## Goal of the exercise
What you need to produce from the material below is an exact transcription of the lines from the one with "Target: bus front wheel" through the one with "Target: overhead light fixture", both included, and no other line.

## Provided records
* * * * *

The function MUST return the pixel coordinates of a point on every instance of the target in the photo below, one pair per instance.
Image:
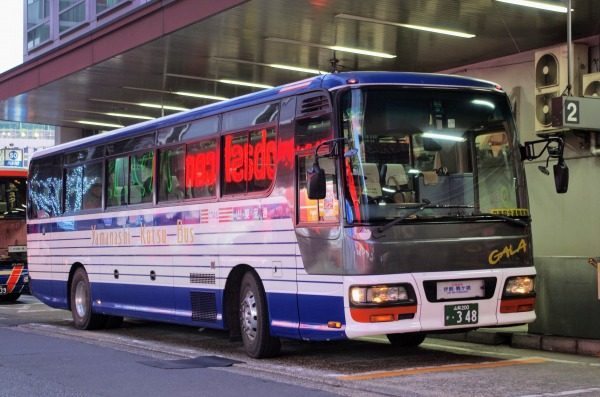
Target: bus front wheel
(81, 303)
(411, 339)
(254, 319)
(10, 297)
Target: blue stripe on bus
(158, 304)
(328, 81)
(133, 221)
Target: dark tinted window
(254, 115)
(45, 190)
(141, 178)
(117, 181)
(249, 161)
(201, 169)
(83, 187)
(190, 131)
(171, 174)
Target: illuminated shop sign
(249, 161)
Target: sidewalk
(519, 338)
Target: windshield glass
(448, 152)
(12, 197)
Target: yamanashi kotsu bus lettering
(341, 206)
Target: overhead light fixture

* * * * *

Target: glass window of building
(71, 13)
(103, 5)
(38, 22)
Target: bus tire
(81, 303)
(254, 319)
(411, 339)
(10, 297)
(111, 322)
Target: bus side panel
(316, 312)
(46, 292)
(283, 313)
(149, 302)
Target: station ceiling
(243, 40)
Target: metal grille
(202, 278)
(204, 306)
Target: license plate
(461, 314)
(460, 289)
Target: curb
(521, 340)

* * * * *

## Response to this exercise
Target: bus front wheel
(81, 303)
(411, 339)
(254, 319)
(10, 297)
Target: blue stripe on bus
(158, 304)
(328, 81)
(133, 221)
Target: dark tinted window
(254, 115)
(45, 190)
(141, 178)
(117, 181)
(249, 161)
(201, 169)
(83, 187)
(190, 131)
(171, 174)
Target: illuminated shop sign
(249, 161)
Target: sidewalk
(519, 338)
Target: windshield glass
(448, 152)
(12, 197)
Target: yamanashi kotsu bus lettering
(341, 206)
Target: overhead light fixture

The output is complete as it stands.